**Consigne:**
Répondez aux questions suivantes à partir du texte de la page ci-dessous :
(a) Qui Poutine fait-il tout pour réhabiliter ?
(b) Comment la verticale du pouvoir est-elle qualifiée pour la France ?
(c) Quel mot Sarkozy a-t-il utilisé dans ce que le texte appelle un lapsus qui n'en est pas un ?

**Texte de la page:**
★ ★ ★ ★
Les mauvais esprits se rappelleront leur lecture de 1984 et verront en filigrane, dans la comparaison avec Poutine, la silhouette de ce Staline que Poutine fait tout pour réhabiliter. Mais gardons le sens des proportions : Sarkozy n'est pas Staline et la France n'est ni l'URSS, ni la Grande-Bretagne de 1984.

Cependant la verticale du pouvoir est, en France, une innovation institutionnelle dont il ne faut pas sous-estimer l'ampleur - et qui, je le répète, donne la clé de bien des phénomènes apparemment indépendants.

Elle explique en particulier ce lapsus qui n'en est pas un. En utilisant le mot coupable, Sarkozy n'a fait qu'énoncer sa vérité, et cette vérité-là est la vérité qu'il a pour mission institutionnelle de nous révéler et qui restera vraie tant qu'il ne l'aura pas remplacée par une autre.
★ ★ ★ ★
**Données fournies:**
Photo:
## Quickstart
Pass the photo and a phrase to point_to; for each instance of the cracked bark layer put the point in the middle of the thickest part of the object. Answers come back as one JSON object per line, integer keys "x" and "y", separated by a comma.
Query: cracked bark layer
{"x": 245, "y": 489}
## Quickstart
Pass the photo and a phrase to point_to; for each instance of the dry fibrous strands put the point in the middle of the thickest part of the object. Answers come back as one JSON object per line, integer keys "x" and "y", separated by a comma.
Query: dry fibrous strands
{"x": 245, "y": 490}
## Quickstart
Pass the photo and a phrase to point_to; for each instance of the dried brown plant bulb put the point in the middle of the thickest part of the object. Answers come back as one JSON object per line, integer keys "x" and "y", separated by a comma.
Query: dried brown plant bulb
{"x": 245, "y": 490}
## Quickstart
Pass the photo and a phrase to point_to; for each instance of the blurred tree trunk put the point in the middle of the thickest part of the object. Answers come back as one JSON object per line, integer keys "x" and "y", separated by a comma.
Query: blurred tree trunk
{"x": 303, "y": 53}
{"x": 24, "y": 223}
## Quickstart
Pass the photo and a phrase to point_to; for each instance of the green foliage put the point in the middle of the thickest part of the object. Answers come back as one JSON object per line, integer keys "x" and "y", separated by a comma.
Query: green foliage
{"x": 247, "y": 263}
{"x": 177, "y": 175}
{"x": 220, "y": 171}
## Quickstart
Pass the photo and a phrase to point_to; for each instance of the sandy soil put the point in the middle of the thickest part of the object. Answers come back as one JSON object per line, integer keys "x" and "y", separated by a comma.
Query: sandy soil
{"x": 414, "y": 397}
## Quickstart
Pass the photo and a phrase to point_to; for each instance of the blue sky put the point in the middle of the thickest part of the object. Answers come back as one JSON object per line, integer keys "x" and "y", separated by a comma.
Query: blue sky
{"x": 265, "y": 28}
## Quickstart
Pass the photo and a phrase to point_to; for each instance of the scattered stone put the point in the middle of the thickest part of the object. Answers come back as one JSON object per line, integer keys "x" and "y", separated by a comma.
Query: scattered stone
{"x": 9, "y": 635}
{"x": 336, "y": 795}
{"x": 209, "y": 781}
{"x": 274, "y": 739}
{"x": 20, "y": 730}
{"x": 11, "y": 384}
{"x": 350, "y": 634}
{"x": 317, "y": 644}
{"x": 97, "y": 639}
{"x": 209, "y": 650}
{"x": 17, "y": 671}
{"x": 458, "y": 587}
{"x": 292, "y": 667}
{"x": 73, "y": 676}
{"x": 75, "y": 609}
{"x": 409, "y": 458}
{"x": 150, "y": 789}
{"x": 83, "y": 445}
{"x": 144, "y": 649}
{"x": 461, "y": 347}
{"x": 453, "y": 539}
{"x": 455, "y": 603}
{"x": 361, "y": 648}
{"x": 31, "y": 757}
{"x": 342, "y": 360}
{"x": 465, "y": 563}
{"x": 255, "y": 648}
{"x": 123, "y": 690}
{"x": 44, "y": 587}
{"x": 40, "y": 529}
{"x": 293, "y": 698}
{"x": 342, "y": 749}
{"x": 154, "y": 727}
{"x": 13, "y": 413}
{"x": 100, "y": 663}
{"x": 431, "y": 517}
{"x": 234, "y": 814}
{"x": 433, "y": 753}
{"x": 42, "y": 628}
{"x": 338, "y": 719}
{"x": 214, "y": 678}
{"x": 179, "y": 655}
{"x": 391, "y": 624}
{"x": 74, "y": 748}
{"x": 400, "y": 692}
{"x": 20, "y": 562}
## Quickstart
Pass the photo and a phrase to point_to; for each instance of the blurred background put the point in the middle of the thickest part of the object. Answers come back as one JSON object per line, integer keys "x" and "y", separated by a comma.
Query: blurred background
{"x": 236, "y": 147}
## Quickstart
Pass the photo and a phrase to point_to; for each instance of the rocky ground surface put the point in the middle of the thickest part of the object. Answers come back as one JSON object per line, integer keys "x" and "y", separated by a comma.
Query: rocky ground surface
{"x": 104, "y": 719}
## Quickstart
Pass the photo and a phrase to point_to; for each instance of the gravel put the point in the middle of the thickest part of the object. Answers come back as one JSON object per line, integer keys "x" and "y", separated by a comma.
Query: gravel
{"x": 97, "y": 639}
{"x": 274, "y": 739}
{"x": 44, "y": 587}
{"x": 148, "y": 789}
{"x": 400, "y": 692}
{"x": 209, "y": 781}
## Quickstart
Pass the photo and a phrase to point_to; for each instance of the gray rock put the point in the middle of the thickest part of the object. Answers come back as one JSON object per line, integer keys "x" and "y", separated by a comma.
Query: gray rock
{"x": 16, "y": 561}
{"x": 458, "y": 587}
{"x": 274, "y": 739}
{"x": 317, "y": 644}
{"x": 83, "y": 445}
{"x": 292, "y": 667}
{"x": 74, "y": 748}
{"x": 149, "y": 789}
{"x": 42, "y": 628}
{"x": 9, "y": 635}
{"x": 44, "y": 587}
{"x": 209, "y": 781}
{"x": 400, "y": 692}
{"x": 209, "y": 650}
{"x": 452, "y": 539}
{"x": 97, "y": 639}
★ ★ ★ ★
**Réponse:**
(a) Staline.
(b) C'est une innovation institutionnelle dont il ne faut pas sous-estimer l'ampleur.
(c) Le mot « coupable ».